(Entradas de datos extraídas)
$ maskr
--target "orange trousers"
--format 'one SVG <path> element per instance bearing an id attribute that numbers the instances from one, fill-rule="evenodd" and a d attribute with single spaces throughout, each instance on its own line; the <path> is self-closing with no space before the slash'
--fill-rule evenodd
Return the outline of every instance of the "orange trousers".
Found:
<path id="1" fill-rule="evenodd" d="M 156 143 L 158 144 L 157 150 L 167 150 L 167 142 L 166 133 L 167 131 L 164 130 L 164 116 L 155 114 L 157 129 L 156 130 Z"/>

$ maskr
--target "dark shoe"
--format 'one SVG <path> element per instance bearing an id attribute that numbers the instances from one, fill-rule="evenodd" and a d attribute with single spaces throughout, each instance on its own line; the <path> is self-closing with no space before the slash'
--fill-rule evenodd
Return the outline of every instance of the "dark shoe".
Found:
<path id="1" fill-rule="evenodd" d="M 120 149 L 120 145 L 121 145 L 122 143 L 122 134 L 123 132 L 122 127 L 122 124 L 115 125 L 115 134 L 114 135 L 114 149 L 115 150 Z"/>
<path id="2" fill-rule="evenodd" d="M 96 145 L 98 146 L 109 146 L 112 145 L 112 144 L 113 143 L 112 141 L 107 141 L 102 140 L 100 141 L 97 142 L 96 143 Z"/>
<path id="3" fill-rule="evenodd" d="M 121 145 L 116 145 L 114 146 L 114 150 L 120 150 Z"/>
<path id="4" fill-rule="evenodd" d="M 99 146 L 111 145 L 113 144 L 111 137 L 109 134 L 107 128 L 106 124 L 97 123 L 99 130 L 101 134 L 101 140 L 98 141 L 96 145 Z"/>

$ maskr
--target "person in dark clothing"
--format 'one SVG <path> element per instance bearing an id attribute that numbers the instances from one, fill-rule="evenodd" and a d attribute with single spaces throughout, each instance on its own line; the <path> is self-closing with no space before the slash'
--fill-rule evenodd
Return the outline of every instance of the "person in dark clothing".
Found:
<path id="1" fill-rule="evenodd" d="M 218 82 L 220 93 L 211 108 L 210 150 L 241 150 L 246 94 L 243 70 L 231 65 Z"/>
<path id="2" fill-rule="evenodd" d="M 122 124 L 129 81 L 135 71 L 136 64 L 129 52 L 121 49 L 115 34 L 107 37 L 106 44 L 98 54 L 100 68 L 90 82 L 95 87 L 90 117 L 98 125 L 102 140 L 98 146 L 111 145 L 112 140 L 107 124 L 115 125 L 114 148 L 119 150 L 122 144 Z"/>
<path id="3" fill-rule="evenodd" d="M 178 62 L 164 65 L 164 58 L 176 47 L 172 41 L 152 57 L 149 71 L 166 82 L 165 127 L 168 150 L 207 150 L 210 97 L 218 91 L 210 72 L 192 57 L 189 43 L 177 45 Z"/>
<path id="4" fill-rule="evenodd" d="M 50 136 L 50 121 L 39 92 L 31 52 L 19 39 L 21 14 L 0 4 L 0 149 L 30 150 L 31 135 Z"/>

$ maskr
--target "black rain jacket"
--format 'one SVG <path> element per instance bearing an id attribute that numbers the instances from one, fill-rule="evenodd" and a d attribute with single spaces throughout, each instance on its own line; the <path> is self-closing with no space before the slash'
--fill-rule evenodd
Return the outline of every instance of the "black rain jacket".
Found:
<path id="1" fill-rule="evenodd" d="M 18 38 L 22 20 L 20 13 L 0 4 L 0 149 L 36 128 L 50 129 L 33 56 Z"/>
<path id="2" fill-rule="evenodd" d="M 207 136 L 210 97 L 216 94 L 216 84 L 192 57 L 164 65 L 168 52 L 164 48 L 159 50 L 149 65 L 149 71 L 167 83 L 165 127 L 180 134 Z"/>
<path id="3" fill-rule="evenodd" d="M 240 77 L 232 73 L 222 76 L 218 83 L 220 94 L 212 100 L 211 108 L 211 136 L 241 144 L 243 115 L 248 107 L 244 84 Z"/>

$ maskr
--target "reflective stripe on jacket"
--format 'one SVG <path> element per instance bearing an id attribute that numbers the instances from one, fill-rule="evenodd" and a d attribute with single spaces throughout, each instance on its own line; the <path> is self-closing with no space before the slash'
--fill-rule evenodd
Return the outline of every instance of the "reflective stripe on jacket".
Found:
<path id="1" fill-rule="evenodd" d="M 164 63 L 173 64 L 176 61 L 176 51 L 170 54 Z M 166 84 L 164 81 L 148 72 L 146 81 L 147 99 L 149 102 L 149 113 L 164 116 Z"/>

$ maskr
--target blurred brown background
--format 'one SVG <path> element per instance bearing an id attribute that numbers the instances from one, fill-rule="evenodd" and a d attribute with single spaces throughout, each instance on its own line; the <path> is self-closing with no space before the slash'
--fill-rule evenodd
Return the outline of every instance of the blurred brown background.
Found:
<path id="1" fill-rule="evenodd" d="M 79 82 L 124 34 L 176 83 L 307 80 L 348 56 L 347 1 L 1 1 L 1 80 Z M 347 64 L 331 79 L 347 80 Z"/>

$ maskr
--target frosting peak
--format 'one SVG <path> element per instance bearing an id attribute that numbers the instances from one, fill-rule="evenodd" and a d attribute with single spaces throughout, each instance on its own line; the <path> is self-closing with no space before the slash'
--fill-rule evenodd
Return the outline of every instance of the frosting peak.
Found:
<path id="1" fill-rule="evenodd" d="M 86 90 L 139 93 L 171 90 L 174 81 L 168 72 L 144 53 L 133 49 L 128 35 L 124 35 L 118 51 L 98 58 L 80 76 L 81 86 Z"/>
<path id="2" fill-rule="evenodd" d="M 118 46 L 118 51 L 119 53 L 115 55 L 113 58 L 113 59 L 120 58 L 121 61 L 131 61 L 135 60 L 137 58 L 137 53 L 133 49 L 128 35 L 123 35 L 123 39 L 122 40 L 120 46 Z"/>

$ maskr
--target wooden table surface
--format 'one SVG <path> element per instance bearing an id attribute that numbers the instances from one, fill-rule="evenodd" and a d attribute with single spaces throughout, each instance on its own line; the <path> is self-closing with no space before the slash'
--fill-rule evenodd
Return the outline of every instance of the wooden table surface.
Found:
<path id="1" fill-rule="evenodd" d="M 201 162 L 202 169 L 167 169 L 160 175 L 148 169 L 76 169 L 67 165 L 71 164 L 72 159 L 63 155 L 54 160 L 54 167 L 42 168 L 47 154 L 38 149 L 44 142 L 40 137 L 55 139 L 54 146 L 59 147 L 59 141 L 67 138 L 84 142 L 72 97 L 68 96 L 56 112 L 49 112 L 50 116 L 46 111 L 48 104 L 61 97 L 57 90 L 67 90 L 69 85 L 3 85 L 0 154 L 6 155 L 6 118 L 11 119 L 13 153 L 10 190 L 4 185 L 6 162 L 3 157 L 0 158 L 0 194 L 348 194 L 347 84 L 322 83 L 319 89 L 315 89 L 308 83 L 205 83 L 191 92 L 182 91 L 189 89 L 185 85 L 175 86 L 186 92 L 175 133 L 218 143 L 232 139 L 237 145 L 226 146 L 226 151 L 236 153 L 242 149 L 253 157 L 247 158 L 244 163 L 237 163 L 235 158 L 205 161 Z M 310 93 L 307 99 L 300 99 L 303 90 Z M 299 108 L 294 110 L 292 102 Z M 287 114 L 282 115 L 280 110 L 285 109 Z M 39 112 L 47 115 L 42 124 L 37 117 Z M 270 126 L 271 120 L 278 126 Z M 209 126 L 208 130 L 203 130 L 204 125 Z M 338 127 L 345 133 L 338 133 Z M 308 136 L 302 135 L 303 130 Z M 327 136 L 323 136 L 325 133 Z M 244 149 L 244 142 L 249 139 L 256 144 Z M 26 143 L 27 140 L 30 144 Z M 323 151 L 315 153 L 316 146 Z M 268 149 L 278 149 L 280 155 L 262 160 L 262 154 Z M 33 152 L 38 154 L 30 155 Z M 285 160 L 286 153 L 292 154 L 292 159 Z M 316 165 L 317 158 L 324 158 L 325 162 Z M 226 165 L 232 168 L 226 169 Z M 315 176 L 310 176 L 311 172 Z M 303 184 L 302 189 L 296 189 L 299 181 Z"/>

**LA TAREA:** Di cuántas líneas de los registros de arriba contienen la palabra "target". Escribe solo el número.

**RESULTADO DEL EJERCICIO:** 8